------ Information supplied ------

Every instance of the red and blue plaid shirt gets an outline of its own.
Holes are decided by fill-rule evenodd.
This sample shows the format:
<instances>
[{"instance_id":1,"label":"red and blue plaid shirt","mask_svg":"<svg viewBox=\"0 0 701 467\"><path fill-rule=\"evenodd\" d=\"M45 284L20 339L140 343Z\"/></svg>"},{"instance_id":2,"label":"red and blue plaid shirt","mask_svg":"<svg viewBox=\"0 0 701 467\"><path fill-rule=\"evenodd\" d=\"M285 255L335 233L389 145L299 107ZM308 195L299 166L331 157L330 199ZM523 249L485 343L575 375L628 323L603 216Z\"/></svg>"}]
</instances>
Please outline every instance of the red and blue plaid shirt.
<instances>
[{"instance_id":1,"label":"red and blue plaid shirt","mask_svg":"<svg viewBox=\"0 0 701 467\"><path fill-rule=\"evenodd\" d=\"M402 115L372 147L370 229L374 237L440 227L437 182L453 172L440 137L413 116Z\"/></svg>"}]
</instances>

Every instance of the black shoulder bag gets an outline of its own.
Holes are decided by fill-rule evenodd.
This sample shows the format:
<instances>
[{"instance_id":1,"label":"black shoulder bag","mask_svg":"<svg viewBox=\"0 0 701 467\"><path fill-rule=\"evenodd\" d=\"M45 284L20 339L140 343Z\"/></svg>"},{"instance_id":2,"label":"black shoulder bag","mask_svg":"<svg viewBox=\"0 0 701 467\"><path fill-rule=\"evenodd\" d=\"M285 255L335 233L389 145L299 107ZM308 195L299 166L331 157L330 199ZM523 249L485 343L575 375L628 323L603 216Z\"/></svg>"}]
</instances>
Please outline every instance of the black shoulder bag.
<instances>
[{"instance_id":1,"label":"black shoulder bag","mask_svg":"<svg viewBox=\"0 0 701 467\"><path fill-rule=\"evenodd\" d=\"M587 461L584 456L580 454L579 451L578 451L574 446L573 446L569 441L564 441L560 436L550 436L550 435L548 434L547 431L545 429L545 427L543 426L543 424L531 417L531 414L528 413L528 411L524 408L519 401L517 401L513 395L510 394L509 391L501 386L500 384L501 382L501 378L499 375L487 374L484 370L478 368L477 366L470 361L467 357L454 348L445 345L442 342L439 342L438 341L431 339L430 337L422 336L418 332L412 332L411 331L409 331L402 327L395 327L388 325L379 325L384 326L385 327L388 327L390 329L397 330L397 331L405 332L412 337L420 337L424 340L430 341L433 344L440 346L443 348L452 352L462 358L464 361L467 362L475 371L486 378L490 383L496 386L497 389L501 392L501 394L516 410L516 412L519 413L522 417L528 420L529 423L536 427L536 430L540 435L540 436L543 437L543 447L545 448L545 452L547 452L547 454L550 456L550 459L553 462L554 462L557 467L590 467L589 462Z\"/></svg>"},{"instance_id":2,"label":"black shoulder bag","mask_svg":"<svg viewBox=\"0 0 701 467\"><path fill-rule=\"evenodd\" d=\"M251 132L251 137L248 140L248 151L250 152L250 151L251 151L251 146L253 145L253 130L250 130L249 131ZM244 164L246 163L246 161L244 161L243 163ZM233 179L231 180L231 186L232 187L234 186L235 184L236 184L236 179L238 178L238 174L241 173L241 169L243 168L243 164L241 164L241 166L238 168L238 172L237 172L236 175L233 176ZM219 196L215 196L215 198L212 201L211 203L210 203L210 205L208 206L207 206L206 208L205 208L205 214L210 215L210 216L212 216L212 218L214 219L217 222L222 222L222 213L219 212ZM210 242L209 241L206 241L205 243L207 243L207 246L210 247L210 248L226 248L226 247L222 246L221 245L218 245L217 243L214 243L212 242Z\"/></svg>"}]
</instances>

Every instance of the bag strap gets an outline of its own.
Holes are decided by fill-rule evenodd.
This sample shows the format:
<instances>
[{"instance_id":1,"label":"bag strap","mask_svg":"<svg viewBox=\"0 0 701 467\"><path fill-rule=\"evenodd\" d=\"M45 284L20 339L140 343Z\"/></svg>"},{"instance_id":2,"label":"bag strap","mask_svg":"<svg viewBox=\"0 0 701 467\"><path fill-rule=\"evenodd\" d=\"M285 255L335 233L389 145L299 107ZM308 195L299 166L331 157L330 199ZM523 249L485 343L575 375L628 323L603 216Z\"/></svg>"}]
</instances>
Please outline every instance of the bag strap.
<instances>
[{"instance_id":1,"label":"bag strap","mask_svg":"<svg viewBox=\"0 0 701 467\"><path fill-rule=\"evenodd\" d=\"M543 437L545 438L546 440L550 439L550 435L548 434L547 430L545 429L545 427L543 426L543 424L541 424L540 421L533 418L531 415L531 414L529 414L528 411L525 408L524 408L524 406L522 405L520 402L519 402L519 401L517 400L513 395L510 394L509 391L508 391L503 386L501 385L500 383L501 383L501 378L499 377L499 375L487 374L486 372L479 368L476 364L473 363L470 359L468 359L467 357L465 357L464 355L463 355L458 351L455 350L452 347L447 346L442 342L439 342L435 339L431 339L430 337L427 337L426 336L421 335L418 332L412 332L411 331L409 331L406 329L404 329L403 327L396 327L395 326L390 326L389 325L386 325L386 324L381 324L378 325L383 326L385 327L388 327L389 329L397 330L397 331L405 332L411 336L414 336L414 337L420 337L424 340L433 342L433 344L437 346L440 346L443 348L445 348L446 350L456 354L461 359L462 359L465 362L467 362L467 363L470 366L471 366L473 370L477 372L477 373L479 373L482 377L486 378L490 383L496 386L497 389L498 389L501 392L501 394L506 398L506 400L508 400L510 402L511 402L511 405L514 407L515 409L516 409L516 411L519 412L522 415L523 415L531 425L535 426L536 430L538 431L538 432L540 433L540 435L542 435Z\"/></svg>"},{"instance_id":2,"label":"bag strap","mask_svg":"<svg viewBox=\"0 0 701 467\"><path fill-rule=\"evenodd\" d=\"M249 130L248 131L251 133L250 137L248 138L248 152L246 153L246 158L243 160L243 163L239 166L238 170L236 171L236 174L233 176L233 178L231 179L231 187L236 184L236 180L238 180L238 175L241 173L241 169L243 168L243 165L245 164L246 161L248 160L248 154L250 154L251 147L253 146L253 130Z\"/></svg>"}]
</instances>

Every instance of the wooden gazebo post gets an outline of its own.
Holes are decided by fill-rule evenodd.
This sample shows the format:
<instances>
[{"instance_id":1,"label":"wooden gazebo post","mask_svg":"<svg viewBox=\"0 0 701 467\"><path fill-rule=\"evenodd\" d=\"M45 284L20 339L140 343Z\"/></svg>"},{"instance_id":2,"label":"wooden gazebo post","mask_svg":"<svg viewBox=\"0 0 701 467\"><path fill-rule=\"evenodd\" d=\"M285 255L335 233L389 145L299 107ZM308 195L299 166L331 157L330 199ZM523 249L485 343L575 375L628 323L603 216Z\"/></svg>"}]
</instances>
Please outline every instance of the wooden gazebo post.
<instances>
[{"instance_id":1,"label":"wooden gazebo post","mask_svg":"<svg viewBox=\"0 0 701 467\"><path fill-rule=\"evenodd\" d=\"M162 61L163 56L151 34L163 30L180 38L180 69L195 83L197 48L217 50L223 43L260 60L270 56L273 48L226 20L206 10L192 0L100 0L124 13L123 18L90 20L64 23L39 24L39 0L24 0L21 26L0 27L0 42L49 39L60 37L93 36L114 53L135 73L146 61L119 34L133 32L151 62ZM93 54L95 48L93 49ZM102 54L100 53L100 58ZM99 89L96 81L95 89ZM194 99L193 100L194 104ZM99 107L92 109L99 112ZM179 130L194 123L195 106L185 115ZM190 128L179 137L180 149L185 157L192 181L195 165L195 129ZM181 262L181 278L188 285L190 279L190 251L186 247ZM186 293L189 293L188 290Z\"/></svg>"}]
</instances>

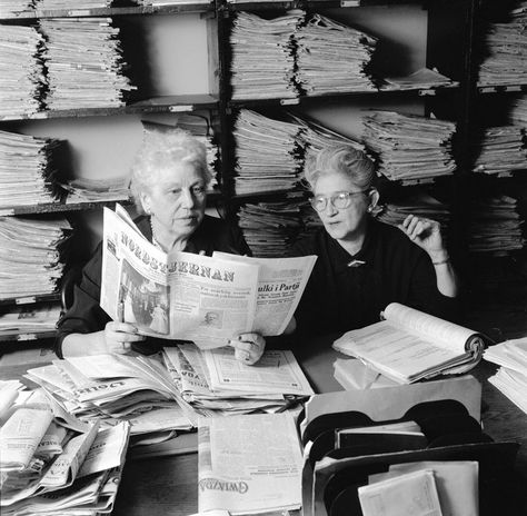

------

Task to carry out
Collect every line of the listing above that contains the word "outline", treating uppercase and lowercase letters as different.

Written response
Every instance of the red and blue plaid shirt gets an outline of its own.
Please outline every instance of the red and blue plaid shirt.
Every instance of the black shoulder bag gets an outline of its own.
Please outline every instance of the black shoulder bag.
Every instance of the bag strap gets an outline of its own.
Please outline every instance of the bag strap.
Every instance of the wooden gazebo post gets an outline of its own.
Please outline every instance of the wooden gazebo post.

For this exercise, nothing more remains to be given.